Required task
Can you copy the listing below word for word, starting at its first line and ending at the line containing "point(291, 511)", with both of those lines included and the picture left out?

Given information
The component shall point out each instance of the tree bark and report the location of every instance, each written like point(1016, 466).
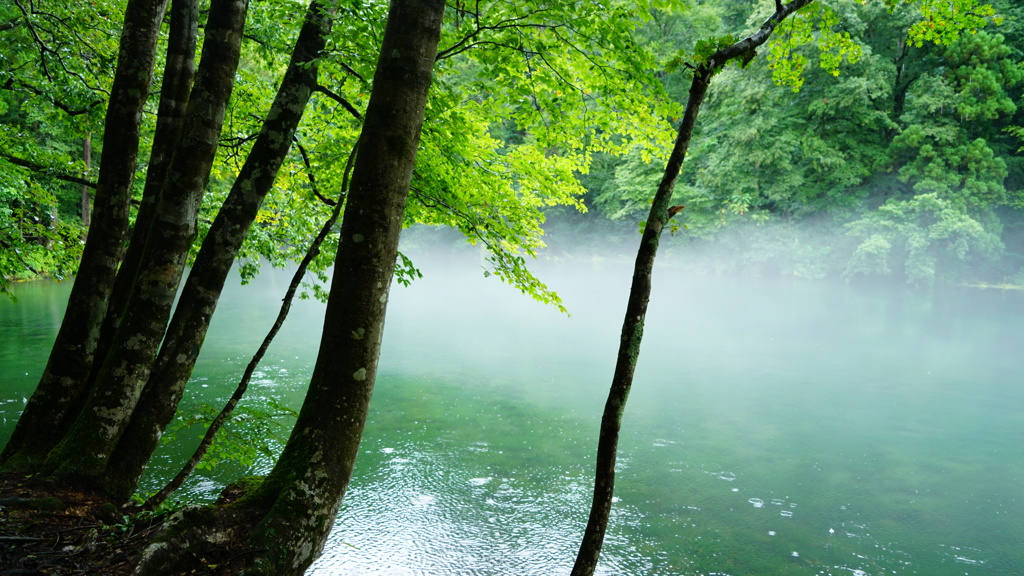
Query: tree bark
point(206, 280)
point(62, 385)
point(636, 306)
point(82, 456)
point(296, 505)
point(179, 70)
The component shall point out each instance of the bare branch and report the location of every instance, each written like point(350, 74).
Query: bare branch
point(310, 174)
point(340, 99)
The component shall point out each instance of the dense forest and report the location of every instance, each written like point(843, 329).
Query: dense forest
point(904, 165)
point(847, 139)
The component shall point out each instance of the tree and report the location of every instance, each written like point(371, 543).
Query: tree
point(710, 58)
point(291, 511)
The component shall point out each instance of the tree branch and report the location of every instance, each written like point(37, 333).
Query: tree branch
point(309, 173)
point(340, 99)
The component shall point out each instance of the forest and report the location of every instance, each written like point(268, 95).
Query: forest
point(150, 147)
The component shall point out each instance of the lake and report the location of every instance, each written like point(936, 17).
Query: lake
point(775, 426)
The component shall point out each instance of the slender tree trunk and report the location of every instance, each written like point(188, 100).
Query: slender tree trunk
point(295, 506)
point(82, 455)
point(179, 71)
point(202, 290)
point(636, 306)
point(62, 386)
point(243, 385)
point(86, 199)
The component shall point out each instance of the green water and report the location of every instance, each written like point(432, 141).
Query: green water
point(775, 427)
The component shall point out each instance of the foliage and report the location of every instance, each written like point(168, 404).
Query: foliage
point(252, 430)
point(915, 238)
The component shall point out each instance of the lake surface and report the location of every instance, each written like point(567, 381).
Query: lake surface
point(775, 427)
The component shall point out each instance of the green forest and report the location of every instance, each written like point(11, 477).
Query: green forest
point(148, 147)
point(904, 163)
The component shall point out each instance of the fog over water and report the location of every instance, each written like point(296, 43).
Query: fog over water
point(777, 426)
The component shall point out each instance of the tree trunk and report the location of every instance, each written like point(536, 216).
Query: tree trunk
point(86, 201)
point(636, 306)
point(295, 506)
point(206, 280)
point(82, 455)
point(61, 388)
point(179, 71)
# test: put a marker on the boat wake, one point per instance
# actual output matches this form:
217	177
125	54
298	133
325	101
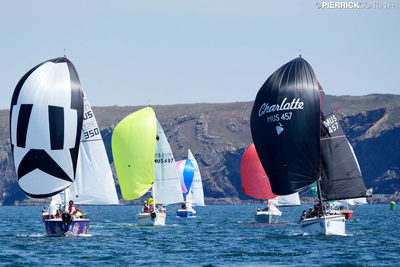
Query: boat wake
266	224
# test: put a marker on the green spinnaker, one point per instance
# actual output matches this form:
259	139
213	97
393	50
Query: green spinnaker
133	148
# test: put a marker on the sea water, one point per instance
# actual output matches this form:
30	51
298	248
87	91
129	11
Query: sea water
217	236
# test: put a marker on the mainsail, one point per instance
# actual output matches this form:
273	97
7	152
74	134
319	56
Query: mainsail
340	172
196	193
186	173
285	126
46	116
94	183
133	147
286	201
167	185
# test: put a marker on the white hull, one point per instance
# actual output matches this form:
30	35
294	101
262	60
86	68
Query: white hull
328	225
146	219
267	216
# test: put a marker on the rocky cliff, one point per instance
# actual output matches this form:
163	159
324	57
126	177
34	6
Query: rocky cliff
218	135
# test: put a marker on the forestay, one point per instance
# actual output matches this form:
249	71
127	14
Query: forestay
196	195
46	117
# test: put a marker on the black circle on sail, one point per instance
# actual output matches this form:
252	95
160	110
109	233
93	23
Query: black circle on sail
285	126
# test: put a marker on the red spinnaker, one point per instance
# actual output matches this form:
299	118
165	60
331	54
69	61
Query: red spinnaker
255	182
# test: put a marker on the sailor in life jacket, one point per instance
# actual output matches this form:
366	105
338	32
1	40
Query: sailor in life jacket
71	208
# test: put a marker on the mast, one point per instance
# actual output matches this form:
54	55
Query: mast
321	202
153	195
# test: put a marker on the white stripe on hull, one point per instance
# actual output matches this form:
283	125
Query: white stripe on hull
328	225
145	219
266	217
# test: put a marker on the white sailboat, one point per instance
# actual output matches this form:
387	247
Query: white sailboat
194	196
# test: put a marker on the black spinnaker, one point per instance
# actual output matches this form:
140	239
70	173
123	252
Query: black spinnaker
285	126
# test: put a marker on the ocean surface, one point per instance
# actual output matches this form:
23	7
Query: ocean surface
217	236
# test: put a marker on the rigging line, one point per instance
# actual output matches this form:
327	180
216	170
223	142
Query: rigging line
101	213
334	137
91	140
176	207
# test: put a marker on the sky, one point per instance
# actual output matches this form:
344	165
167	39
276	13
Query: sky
163	52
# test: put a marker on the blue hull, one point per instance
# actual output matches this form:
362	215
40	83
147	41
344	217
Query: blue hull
184	213
57	227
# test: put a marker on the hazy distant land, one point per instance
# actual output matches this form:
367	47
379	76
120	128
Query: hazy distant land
218	135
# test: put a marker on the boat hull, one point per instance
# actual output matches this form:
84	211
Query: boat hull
266	217
347	213
56	227
185	212
151	219
328	225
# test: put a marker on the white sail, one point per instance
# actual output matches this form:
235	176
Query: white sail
167	185
287	200
196	192
46	119
94	183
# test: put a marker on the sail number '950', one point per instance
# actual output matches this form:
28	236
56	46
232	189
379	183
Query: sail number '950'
277	117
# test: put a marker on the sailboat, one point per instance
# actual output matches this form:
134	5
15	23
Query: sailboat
57	146
186	173
344	206
192	186
144	161
299	141
255	183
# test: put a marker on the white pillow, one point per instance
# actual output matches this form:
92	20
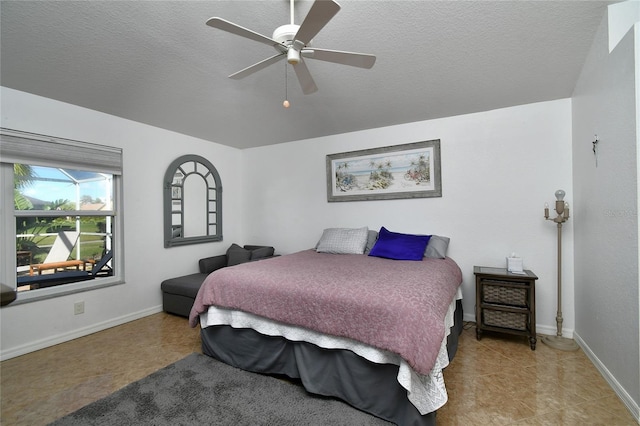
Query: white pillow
343	240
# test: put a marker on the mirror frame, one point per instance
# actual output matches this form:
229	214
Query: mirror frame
178	166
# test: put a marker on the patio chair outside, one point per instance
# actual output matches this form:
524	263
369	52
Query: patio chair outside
59	254
101	269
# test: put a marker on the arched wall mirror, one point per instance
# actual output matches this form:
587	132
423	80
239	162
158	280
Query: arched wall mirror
192	202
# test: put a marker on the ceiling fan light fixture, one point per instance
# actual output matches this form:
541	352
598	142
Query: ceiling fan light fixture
293	56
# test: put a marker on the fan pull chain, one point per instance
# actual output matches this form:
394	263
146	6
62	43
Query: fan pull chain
286	103
291	11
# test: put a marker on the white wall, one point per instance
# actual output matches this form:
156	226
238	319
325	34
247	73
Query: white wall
606	215
147	152
498	170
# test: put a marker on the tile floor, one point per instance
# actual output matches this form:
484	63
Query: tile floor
495	381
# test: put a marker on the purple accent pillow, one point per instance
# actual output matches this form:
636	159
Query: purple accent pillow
394	245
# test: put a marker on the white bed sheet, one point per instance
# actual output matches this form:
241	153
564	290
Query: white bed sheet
426	392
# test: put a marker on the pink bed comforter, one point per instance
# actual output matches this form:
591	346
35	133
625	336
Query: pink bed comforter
394	305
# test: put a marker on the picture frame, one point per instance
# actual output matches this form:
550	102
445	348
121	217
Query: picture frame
410	170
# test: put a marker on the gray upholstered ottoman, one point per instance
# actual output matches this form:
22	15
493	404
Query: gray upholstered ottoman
178	294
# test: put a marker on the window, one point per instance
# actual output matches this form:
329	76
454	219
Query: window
62	233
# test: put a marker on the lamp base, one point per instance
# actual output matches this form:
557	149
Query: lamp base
560	343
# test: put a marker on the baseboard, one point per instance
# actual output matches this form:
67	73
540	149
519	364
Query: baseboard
615	385
65	337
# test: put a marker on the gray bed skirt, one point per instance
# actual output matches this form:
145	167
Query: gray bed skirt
370	387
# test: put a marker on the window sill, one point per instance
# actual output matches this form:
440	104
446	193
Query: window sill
64	290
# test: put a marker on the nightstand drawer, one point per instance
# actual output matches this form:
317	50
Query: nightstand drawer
510	320
506	302
496	292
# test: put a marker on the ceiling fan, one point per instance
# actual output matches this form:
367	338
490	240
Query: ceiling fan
294	42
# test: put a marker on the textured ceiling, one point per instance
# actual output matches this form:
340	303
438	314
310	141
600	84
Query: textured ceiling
156	62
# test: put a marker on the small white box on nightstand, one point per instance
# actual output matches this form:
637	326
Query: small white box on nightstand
514	264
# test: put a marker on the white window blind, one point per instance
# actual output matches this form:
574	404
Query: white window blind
31	148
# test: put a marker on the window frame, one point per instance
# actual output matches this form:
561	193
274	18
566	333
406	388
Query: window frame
8	214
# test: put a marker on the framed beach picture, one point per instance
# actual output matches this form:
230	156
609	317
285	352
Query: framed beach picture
401	171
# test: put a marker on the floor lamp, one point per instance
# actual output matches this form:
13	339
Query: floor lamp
562	210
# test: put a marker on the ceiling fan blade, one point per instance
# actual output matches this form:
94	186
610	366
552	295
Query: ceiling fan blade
224	25
360	60
304	78
257	67
319	15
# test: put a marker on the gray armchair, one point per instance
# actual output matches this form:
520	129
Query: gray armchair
178	294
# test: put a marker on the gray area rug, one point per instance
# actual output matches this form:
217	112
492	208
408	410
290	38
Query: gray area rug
199	390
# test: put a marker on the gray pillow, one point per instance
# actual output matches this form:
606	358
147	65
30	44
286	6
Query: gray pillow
343	240
261	253
437	247
237	255
372	237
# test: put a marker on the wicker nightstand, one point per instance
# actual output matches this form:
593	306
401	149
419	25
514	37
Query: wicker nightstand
506	302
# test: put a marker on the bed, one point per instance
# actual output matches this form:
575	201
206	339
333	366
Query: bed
373	331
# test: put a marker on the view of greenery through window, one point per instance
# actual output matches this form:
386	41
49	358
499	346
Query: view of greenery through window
50	201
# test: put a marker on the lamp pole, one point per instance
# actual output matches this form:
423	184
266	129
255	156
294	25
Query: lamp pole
562	211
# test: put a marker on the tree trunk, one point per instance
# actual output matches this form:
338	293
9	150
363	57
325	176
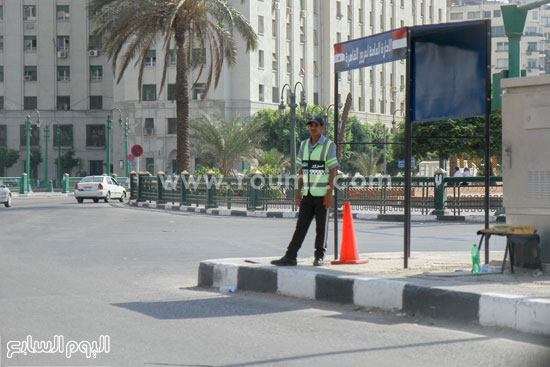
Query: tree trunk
342	128
182	106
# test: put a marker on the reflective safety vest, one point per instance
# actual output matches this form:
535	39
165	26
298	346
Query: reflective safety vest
315	172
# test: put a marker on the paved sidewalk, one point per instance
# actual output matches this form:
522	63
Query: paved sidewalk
438	285
286	213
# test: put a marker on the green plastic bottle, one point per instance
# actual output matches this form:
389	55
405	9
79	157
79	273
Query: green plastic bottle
476	268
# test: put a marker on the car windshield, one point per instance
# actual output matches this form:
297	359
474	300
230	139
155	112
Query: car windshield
92	179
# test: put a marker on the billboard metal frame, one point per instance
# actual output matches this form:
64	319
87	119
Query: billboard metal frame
408	125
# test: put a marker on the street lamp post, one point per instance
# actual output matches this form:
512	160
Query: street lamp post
58	137
28	129
126	130
109	128
293	105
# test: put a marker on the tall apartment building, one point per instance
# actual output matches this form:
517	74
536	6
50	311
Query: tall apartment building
50	61
534	44
296	39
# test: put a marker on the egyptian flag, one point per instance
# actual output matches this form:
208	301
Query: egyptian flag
339	57
399	43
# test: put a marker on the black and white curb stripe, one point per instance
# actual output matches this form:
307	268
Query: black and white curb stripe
287	214
531	315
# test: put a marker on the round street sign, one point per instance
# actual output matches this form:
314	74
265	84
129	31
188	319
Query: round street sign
137	150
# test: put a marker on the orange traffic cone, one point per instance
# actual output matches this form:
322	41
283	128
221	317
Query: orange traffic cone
349	253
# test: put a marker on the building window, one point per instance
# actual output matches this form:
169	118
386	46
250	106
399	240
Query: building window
34	136
30	103
149	92
63	43
96	102
63	12
172	58
66	135
498	31
261	59
94	42
474	15
199	91
274	62
502	46
502	63
29	12
288	32
30	73
171	91
3	135
198	56
96	72
339	14
95	135
96	167
275	94
149	128
172	126
260	25
457	16
63	103
150	165
29	43
261	92
151	59
288	65
63	73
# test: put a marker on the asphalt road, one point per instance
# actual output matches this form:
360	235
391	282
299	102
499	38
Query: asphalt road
81	271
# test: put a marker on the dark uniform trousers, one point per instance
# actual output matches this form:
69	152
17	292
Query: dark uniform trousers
310	206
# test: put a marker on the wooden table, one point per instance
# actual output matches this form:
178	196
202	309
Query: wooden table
513	234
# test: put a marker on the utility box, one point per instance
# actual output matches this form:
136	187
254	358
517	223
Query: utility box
526	156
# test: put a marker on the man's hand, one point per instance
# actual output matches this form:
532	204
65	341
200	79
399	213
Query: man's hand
328	200
298	197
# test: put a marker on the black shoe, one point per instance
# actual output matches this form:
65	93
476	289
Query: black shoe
284	261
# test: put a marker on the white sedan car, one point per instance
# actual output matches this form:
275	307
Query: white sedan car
99	187
5	195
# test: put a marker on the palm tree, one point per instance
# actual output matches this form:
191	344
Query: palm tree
364	163
227	141
275	159
129	29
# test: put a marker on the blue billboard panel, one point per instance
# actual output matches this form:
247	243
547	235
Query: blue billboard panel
372	50
448	70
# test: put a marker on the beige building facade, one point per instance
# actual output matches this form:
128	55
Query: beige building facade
51	62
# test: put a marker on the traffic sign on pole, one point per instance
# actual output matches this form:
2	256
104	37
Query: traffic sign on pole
137	150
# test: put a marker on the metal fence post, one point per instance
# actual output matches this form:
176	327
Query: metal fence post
66	180
132	185
210	191
440	192
160	176
184	177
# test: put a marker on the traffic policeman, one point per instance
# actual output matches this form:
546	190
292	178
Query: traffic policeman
318	165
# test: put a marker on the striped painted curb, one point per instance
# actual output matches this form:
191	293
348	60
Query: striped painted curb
530	315
286	214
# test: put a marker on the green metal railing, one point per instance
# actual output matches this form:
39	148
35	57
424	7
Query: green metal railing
13	183
379	194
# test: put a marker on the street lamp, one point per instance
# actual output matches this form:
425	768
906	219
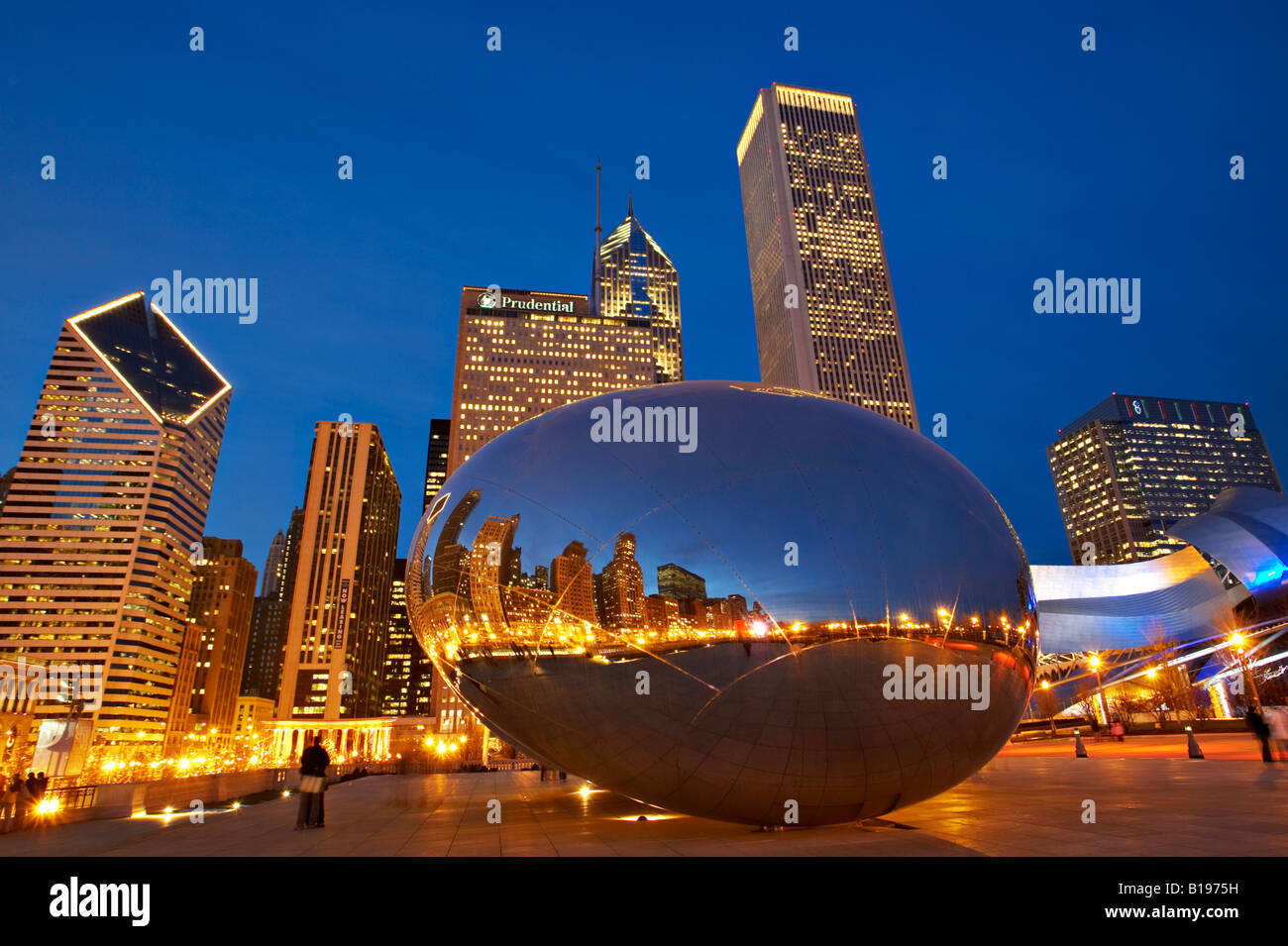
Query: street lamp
1094	663
1237	641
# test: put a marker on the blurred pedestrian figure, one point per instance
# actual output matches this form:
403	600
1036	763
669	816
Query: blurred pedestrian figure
1276	718
313	762
8	799
24	802
1257	723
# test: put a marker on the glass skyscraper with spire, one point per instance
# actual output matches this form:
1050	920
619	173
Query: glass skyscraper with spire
638	280
825	319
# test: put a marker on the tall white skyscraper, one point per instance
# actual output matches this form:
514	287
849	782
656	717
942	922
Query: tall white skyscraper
825	319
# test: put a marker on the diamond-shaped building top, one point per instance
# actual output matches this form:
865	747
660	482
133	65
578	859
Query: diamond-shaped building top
153	357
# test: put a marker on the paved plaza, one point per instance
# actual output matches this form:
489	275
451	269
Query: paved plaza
1021	803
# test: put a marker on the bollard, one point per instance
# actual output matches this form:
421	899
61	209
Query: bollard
1196	753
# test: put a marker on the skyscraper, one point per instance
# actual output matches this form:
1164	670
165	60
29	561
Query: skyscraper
522	353
340	609
107	507
406	688
1132	467
639	282
223	596
623	587
436	459
572	583
681	583
266	649
825	319
274	566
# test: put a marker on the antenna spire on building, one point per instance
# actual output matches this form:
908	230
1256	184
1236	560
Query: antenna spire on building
595	266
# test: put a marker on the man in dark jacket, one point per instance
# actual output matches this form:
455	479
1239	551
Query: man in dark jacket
313	762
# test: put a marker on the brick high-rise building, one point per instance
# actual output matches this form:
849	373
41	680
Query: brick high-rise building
622	601
407	684
1132	467
825	319
572	583
219	613
266	649
107	506
335	645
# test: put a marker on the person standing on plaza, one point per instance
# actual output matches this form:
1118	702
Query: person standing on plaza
1276	719
1257	723
24	802
8	800
313	762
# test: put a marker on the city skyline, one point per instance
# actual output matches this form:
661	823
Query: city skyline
973	339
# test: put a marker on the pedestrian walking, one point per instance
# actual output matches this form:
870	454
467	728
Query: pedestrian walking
8	800
313	762
24	802
1257	723
1276	719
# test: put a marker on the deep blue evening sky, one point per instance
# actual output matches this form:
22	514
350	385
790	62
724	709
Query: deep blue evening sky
478	167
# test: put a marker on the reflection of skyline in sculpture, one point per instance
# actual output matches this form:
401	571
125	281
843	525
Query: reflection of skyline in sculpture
858	543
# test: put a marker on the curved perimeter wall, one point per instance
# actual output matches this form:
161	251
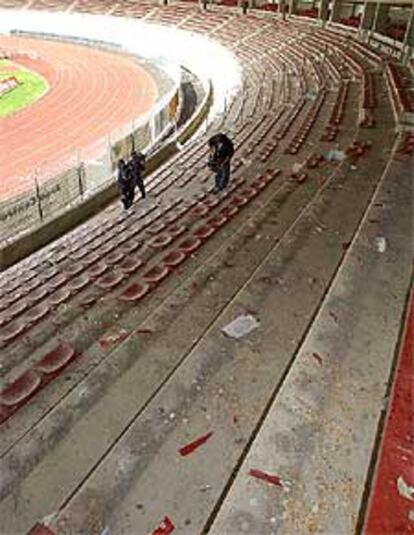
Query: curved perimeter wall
168	48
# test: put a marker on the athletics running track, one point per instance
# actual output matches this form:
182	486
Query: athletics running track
92	93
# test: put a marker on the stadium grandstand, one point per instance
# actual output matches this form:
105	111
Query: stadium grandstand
213	359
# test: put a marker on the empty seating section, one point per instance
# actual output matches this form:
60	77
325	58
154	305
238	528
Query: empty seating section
399	83
290	73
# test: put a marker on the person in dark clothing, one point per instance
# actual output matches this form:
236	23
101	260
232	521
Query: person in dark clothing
126	184
137	166
221	152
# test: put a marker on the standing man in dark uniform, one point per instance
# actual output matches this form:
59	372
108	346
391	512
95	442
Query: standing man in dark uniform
221	152
137	166
126	184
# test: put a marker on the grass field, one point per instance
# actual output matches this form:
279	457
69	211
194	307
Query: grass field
32	87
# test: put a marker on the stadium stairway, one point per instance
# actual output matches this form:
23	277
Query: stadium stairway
125	405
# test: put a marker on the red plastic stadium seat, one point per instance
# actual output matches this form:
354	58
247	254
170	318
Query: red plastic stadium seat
60	296
158	242
77	284
156	228
20	389
97	269
56	359
114	257
229	211
57	281
109	281
37	295
190	244
73	268
129	246
8	333
249	193
239	201
36	313
200	210
217	221
156	274
176	230
174	258
205	231
135	292
16	309
131	264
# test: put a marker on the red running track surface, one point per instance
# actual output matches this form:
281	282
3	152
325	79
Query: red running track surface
391	504
92	93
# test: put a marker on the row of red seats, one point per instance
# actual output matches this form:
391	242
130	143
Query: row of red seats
25	386
304	129
401	88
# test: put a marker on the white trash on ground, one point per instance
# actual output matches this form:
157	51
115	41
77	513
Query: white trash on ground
241	326
381	244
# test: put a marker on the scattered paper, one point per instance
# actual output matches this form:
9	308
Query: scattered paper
405	490
195	444
241	326
381	244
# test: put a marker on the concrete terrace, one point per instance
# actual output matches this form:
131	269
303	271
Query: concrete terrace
127	407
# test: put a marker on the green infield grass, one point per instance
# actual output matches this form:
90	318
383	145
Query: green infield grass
31	87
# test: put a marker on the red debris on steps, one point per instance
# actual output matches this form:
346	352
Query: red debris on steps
317	357
268	478
165	528
189	448
112	337
40	529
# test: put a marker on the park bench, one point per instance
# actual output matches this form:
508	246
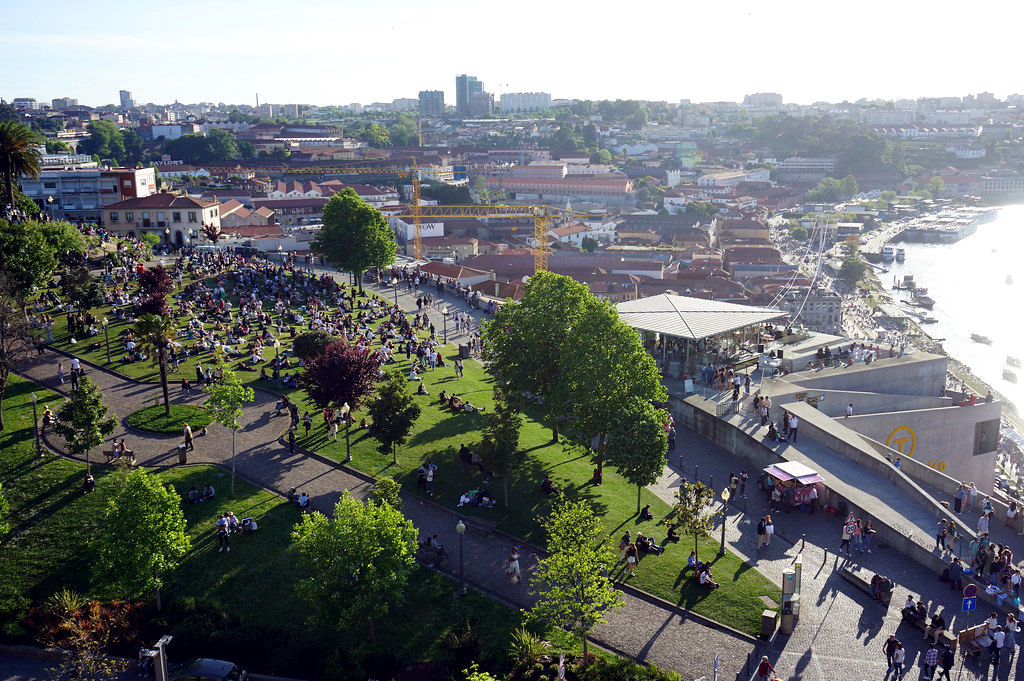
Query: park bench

Finished answer
The component shall point out each instance of the tree bark and report the location of every instance, each written like point(1016, 466).
Query: tree bark
point(206, 280)
point(62, 385)
point(636, 306)
point(82, 456)
point(296, 505)
point(179, 70)
The component shall point out each instance of the bare branch and report the location of every instance, each written like point(350, 74).
Query: bare branch
point(310, 174)
point(340, 99)
The component shall point out each instance of the dense forest and report the location of every instance, each written like point(843, 329).
Query: dense forest
point(904, 165)
point(847, 139)
The component shall point out each instance of the tree and report the location of every instance, each written like point(371, 543).
Query: tree
point(710, 58)
point(291, 511)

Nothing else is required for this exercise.